- **Text excerpt**

* * * * * * * * *

Florence railroader, former Army major, gives back to fellow veterans

Pinal Central



FLORENCE — If you were to ask Florence resident and Arizona Eastern Railway (AZER) General Manager Matt Moyer about his career, he would tell you that experience both on the railroad and in the military have intertwined to bring him where he is today.

Moyer worked his way through the ranks of the U.S. Army, beginning as an infantry officer in the late 1980s and most recently serving as an instructor at the Afghan War College from 2009-2013. He also has excelled in the railroad industry, where, he says, his military skills have proven valuable.

“I started at BNSF Railway in 2000 after coming home from active duty,” says Moyer. “Then, I was recalled to active duty in 2003 and, because of my prior railroading knowledge, served as a military advisor for the Iraqi Republic Railway.”

Upon his return from teaching at the War College in 2013, he joined the Missouri & Northern Arkansas Railroad, a subsidiary of Genesee & Wyoming Inc. (G&W). Moyer then held roles at G&W operations in Massachusetts and even in Saudi Arabia, given his previous stint at the railway in Iraq, before landing at the Claypool-based AZER earlier this year.

* * * * * * * * *

(Source records)

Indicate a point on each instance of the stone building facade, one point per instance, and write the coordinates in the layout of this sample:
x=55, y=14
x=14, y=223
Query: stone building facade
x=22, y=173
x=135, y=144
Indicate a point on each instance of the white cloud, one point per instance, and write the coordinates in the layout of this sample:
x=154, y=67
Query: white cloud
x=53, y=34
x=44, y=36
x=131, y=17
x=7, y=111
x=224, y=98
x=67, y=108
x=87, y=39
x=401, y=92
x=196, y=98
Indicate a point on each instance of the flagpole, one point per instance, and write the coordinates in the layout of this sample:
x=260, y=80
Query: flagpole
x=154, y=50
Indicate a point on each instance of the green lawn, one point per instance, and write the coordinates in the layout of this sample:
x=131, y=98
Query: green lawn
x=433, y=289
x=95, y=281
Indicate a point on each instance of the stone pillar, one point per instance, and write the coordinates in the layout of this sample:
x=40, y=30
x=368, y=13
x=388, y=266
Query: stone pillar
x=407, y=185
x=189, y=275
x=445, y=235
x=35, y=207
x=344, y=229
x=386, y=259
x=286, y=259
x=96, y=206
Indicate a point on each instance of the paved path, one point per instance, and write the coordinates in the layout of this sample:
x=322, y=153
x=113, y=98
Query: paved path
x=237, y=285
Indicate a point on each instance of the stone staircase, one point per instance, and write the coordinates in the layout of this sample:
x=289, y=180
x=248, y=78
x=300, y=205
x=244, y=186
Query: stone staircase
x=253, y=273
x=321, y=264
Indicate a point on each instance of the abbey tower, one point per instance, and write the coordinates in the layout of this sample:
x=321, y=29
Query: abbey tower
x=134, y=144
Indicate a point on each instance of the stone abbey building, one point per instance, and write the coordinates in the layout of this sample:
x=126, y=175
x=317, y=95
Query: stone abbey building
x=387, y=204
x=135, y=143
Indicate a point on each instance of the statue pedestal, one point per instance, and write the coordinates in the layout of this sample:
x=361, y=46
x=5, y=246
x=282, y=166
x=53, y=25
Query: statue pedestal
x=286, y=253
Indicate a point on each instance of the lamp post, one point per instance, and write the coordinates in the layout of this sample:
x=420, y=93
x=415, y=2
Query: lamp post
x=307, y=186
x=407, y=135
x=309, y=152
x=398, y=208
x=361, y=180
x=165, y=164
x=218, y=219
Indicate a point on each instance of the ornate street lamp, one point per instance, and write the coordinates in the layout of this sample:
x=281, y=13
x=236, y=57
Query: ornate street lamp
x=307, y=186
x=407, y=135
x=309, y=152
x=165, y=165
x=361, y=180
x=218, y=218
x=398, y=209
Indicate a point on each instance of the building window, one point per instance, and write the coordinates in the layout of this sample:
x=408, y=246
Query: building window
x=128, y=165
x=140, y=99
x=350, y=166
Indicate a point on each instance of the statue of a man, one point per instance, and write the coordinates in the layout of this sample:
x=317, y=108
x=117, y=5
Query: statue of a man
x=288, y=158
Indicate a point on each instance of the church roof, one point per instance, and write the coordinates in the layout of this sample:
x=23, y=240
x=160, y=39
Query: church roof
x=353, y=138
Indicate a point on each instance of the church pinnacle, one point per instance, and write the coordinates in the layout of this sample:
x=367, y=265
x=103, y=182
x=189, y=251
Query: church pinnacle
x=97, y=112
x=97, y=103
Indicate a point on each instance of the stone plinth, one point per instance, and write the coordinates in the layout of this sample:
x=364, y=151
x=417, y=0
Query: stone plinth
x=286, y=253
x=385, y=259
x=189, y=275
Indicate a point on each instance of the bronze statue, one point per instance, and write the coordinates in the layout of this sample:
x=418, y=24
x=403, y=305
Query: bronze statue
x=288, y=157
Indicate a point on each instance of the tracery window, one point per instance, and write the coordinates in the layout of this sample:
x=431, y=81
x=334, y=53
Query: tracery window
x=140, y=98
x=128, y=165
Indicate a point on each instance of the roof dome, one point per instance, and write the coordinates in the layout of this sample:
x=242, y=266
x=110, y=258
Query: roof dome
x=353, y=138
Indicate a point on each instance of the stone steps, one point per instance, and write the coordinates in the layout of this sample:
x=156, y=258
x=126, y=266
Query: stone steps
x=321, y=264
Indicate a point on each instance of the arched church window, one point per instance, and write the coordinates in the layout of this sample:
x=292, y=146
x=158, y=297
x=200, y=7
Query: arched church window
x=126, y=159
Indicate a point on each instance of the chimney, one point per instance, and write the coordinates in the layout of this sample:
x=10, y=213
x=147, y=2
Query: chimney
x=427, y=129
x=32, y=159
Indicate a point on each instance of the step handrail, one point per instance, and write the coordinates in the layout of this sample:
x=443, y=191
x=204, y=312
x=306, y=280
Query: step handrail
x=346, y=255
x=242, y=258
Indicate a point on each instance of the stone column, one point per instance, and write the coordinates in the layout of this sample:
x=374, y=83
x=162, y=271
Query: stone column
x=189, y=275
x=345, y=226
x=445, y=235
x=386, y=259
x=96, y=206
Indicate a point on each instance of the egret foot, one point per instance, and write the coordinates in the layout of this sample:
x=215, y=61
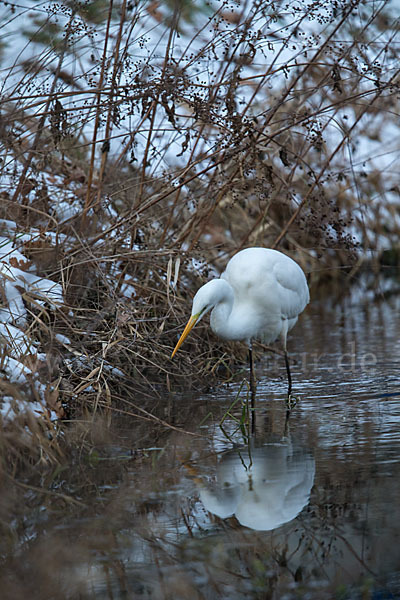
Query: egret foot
x=291, y=401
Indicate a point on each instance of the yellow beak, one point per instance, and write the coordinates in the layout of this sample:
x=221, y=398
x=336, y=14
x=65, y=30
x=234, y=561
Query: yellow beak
x=190, y=324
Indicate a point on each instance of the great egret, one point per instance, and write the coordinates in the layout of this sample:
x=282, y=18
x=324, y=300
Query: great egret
x=259, y=296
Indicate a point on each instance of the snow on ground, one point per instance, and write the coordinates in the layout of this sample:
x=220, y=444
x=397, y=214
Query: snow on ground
x=19, y=351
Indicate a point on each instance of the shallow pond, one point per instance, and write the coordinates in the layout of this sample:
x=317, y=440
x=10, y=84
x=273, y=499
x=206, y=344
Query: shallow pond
x=307, y=507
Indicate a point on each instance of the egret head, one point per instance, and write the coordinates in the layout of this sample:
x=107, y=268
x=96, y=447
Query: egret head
x=206, y=298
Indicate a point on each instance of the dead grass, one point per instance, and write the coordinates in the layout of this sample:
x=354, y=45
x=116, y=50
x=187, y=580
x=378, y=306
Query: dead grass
x=264, y=152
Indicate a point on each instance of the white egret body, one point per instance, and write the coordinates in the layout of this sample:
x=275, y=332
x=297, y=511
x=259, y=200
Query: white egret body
x=259, y=296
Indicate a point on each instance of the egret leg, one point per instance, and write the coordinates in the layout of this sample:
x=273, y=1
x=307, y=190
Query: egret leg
x=289, y=374
x=253, y=383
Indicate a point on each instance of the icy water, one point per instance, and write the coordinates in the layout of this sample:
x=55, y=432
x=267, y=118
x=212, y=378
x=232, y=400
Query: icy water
x=307, y=507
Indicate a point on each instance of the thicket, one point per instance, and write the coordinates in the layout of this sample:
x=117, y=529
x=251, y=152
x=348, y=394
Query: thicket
x=144, y=142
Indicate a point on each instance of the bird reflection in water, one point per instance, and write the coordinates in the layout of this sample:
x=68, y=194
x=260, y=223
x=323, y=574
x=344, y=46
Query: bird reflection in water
x=263, y=487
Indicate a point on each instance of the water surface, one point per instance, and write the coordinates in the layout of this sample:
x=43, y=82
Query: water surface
x=307, y=507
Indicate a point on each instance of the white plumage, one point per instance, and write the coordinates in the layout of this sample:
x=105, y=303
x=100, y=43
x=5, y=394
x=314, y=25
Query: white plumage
x=259, y=296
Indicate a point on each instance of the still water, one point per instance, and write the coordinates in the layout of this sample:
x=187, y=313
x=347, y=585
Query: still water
x=307, y=507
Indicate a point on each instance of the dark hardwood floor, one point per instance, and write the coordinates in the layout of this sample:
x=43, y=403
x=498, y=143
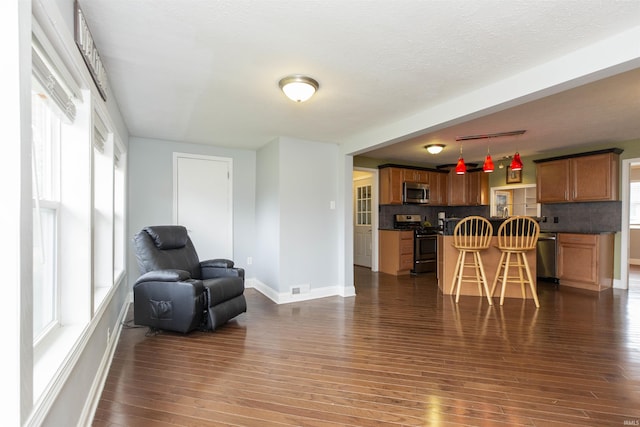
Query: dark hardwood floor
x=399, y=353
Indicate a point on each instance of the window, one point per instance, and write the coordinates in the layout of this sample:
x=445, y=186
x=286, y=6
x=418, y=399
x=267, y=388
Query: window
x=46, y=129
x=103, y=174
x=634, y=203
x=79, y=177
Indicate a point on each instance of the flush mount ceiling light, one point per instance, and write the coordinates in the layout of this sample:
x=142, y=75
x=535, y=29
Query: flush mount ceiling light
x=298, y=88
x=434, y=148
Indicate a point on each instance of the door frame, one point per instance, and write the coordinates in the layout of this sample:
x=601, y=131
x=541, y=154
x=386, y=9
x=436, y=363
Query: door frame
x=229, y=162
x=624, y=234
x=374, y=213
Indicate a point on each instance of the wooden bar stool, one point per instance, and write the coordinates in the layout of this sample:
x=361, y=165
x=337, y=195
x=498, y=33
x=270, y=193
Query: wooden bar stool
x=471, y=235
x=516, y=236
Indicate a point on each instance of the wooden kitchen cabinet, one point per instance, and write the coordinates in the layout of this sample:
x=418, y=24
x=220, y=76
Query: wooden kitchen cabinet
x=391, y=180
x=416, y=175
x=469, y=189
x=396, y=252
x=587, y=177
x=585, y=260
x=438, y=188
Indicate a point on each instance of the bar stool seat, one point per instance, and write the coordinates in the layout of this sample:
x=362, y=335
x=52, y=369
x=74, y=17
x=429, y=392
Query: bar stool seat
x=471, y=236
x=516, y=236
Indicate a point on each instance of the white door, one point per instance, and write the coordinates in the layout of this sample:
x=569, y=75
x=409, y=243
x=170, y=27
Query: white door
x=202, y=202
x=362, y=225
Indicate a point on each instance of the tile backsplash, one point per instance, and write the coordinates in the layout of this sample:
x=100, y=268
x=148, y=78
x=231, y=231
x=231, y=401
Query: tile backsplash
x=590, y=217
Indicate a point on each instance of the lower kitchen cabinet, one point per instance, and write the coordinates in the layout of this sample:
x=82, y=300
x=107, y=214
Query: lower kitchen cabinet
x=586, y=260
x=396, y=252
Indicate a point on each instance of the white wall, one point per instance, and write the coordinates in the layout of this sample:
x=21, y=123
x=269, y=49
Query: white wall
x=308, y=223
x=151, y=192
x=299, y=233
x=266, y=258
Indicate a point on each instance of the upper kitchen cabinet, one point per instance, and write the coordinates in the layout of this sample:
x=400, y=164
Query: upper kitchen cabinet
x=586, y=177
x=469, y=189
x=416, y=175
x=391, y=179
x=438, y=188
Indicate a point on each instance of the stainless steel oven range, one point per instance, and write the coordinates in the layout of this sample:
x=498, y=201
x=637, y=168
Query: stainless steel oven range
x=425, y=242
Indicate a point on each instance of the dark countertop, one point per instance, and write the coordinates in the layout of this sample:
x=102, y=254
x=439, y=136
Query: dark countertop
x=450, y=224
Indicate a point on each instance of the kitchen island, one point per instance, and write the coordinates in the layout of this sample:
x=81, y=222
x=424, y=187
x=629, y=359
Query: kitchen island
x=448, y=255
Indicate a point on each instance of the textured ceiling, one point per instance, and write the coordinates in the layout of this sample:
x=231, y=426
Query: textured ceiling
x=206, y=71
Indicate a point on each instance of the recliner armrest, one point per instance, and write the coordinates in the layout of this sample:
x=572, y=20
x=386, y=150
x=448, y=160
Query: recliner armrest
x=218, y=262
x=215, y=272
x=164, y=276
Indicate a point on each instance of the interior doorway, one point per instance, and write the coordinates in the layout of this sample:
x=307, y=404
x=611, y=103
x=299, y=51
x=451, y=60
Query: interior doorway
x=365, y=218
x=202, y=202
x=630, y=235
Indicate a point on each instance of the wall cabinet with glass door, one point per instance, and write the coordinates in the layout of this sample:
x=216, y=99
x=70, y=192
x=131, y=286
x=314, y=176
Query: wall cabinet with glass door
x=391, y=180
x=514, y=200
x=469, y=189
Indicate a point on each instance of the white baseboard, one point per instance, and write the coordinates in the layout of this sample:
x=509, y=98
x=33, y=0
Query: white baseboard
x=288, y=297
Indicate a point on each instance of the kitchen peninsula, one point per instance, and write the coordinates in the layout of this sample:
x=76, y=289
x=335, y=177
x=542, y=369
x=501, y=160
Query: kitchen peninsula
x=448, y=255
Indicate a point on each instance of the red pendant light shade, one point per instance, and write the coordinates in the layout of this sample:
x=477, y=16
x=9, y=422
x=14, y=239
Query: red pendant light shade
x=461, y=168
x=488, y=164
x=516, y=164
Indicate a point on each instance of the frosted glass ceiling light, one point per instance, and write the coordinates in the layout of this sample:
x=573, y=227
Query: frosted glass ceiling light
x=298, y=88
x=434, y=148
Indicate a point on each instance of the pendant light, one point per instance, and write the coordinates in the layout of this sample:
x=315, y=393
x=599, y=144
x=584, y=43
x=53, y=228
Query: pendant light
x=516, y=163
x=461, y=168
x=488, y=163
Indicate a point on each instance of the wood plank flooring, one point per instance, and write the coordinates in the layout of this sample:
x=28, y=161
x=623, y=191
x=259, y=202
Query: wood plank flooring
x=399, y=353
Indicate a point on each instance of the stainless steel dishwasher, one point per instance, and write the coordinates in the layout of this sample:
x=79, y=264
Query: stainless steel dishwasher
x=546, y=257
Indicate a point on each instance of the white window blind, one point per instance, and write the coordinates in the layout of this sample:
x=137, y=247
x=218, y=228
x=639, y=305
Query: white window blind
x=100, y=133
x=50, y=73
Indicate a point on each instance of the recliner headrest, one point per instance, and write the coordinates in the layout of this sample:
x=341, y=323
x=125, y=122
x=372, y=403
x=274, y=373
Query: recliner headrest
x=168, y=236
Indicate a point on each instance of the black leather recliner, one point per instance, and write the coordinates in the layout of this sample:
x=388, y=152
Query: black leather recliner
x=178, y=292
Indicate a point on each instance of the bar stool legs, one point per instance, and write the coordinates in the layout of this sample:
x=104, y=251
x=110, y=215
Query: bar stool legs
x=522, y=266
x=479, y=277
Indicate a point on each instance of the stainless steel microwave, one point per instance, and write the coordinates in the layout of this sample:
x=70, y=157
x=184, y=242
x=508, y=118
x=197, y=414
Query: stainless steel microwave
x=415, y=193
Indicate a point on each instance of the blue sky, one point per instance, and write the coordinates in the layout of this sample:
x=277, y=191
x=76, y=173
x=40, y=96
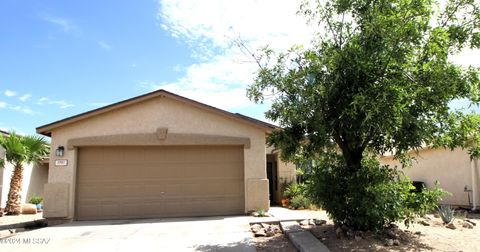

* * * * * * * * *

List every railroad or railway named in the article about the Florence railroader whose name contains the word "Railway" or "Railroad."

- **Reply to the exercise**
- Arizona Eastern Railway (AZER)
- BNSF Railway
- Iraqi Republic Railway
- Missouri & Northern Arkansas Railroad